### Problem to solve
Transcribe, with complete accuracy, all of the entries below except for the pictures.

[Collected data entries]
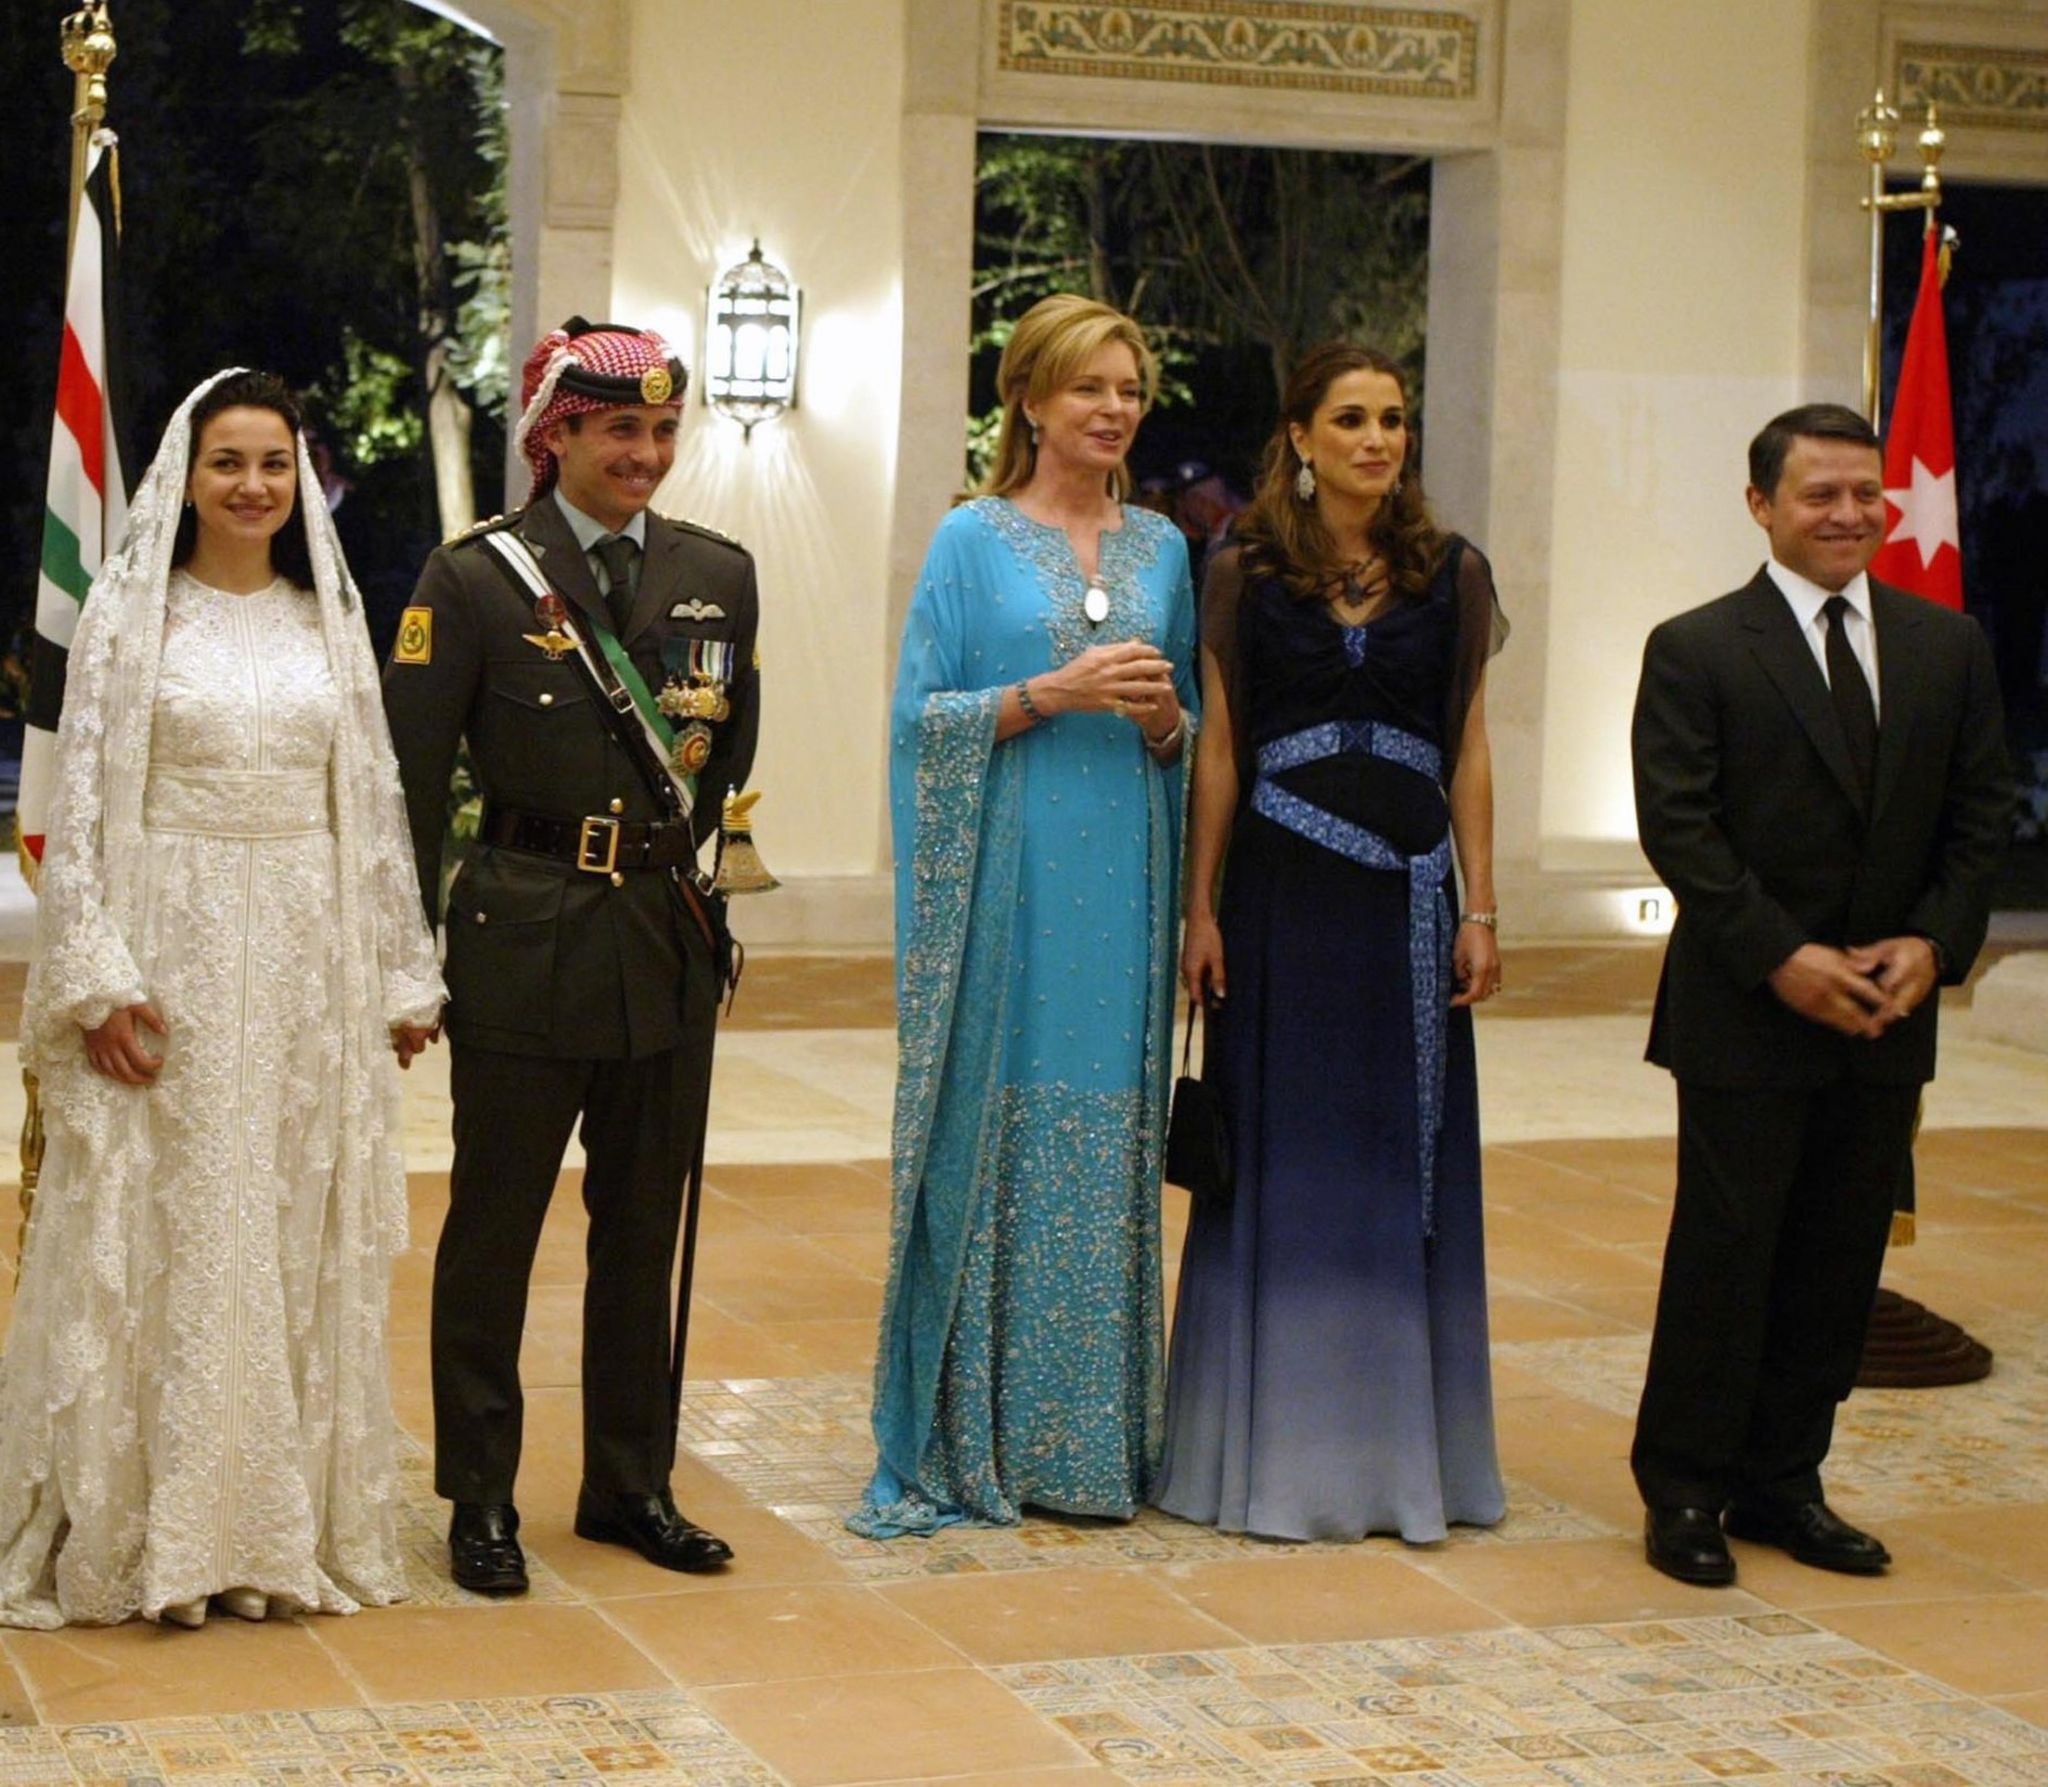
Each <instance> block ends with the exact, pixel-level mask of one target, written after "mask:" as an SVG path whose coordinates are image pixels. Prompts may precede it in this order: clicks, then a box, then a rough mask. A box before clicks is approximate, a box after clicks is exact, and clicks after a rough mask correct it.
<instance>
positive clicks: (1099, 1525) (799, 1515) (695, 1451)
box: [682, 1374, 1616, 1582]
mask: <svg viewBox="0 0 2048 1787" xmlns="http://www.w3.org/2000/svg"><path fill="white" fill-rule="evenodd" d="M868 1394H870V1386H868V1380H866V1378H864V1376H858V1374H836V1376H819V1378H745V1380H737V1378H735V1380H723V1382H717V1384H692V1386H690V1390H688V1396H686V1402H684V1410H682V1445H684V1449H686V1451H690V1453H692V1455H694V1457H698V1459H702V1462H705V1464H707V1466H711V1468H713V1470H717V1472H719V1474H721V1476H725V1478H729V1480H731V1482H733V1484H737V1486H739V1488H741V1490H743V1492H745V1496H748V1500H752V1502H756V1505H760V1507H766V1509H770V1511H772V1513H776V1515H778V1517H780V1519H784V1521H788V1523H791V1525H793V1527H797V1531H801V1533H803V1535H805V1537H809V1539H815V1541H817V1543H819V1545H823V1548H825V1550H827V1552H831V1556H834V1558H838V1560H840V1562H842V1564H846V1566H848V1570H850V1572H852V1576H854V1578H856V1580H866V1582H877V1580H889V1578H901V1576H948V1574H956V1572H963V1570H1044V1568H1055V1566H1057V1568H1073V1566H1085V1564H1100V1566H1106V1568H1128V1566H1133V1564H1202V1562H1210V1560H1214V1558H1241V1556H1245V1554H1247V1552H1251V1554H1257V1556H1274V1554H1278V1552H1303V1550H1331V1548H1327V1545H1296V1543H1286V1541H1278V1539H1253V1537H1245V1535H1241V1533H1217V1531H1210V1529H1208V1527H1196V1525H1190V1523H1188V1521H1178V1519H1174V1517H1171V1515H1161V1513H1157V1511H1153V1509H1147V1511H1145V1513H1141V1515H1139V1517H1137V1519H1135V1521H1128V1523H1122V1521H1087V1519H1073V1517H1053V1515H1034V1517H1030V1519H1026V1521H1024V1525H1020V1527H995V1529H987V1527H948V1529H946V1531H942V1533H934V1535H932V1537H928V1539H897V1541H893V1543H877V1541H872V1539H862V1537H858V1535H854V1533H848V1531H846V1525H844V1521H846V1515H848V1513H850V1511H852V1509H854V1507H858V1505H860V1492H862V1488H864V1486H866V1480H868V1474H870V1472H872V1470H874V1441H872V1439H870V1435H868ZM1614 1531H1616V1529H1614V1527H1610V1525H1608V1523H1606V1521H1599V1519H1595V1517H1593V1515H1585V1513H1579V1511H1577V1509H1571V1507H1567V1505H1565V1502H1559V1500H1552V1498H1550V1496H1546V1494H1542V1492H1540V1490H1534V1488H1530V1486H1528V1484H1522V1482H1513V1480H1509V1484H1507V1519H1505V1521H1501V1525H1499V1527H1493V1529H1477V1527H1456V1529H1452V1535H1450V1539H1448V1541H1446V1543H1452V1545H1466V1543H1528V1541H1536V1539H1585V1537H1602V1535H1608V1533H1614ZM1335 1550H1343V1548H1341V1545H1339V1548H1335Z"/></svg>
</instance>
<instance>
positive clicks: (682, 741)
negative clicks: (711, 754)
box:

### Written response
Each <instance> block ends with the exact, pixel-level mask of one target, written after "mask:" as an SVG path whose coordinates are image pixels. Prompts may precede it in this order: clicks, then a box, then a rough mask. A box before clicks is approximate, a box after clicks is exact, and clicks after a rough mask correct it.
<instance>
positive clicks: (1099, 1525) (799, 1515) (695, 1451)
box: [682, 1374, 1616, 1582]
mask: <svg viewBox="0 0 2048 1787" xmlns="http://www.w3.org/2000/svg"><path fill="white" fill-rule="evenodd" d="M868 1394H870V1386H868V1380H866V1378H864V1376H858V1374H836V1376H819V1378H745V1380H737V1378H735V1380H723V1382H717V1384H692V1386H690V1390H688V1396H686V1402H684V1410H682V1445H684V1449H686V1451H690V1453H692V1455H694V1457H698V1459H702V1462H705V1464H707V1466H711V1468H713V1470H717V1472H719V1474H721V1476H725V1478H729V1480H731V1482H733V1484H737V1486H739V1488H741V1490H743V1492H745V1496H748V1500H752V1502H756V1505H760V1507H766V1509H770V1511H772V1513H776V1515H778V1517H780V1519H784V1521H788V1523H791V1525H793V1527H797V1531H801V1533H803V1535H805V1537H809V1539H815V1541H817V1543H819V1545H823V1548H825V1550H827V1552H831V1556H834V1558H838V1560H840V1562H842V1564H846V1566H848V1570H850V1572H852V1576H854V1578H856V1580H866V1582H877V1580H889V1578H901V1576H948V1574H956V1572H963V1570H1044V1568H1055V1566H1057V1568H1073V1566H1085V1564H1100V1566H1106V1568H1128V1566H1133V1564H1202V1562H1210V1560H1214V1558H1241V1556H1245V1554H1247V1552H1251V1554H1257V1556H1274V1554H1278V1552H1303V1550H1331V1548H1327V1545H1296V1543H1286V1541H1278V1539H1253V1537H1245V1535H1241V1533H1217V1531H1210V1529H1208V1527H1196V1525H1190V1523H1188V1521H1178V1519H1174V1517H1171V1515H1161V1513H1157V1511H1153V1509H1147V1511H1145V1513H1141V1515H1139V1517H1137V1519H1135V1521H1128V1523H1122V1521H1087V1519H1073V1517H1053V1515H1034V1517H1030V1519H1026V1521H1024V1525H1020V1527H995V1529H987V1527H948V1529H946V1531H942V1533H934V1535H932V1537H928V1539H897V1541H893V1543H877V1541H872V1539H862V1537H858V1535H854V1533H848V1531H846V1525H844V1521H846V1515H848V1513H850V1511H852V1509H854V1507H858V1505H860V1492H862V1488H864V1486H866V1480H868V1474H870V1472H872V1470H874V1441H872V1439H870V1435H868ZM1614 1531H1616V1529H1614V1527H1610V1525H1608V1523H1606V1521H1599V1519H1595V1517H1593V1515H1585V1513H1579V1511H1577V1509H1571V1507H1567V1505H1565V1502H1559V1500H1552V1498H1550V1496H1546V1494H1542V1492H1540V1490H1534V1488H1530V1486H1528V1484H1522V1482H1513V1480H1509V1484H1507V1519H1505V1521H1501V1525H1499V1527H1493V1529H1477V1527H1456V1529H1452V1535H1450V1539H1448V1541H1446V1543H1452V1545H1466V1543H1528V1541H1536V1539H1585V1537H1602V1535H1608V1533H1614ZM1335 1550H1343V1548H1341V1545H1339V1548H1335Z"/></svg>
</instance>
<instance>
positive clicks: (682, 741)
negative clicks: (711, 754)
box:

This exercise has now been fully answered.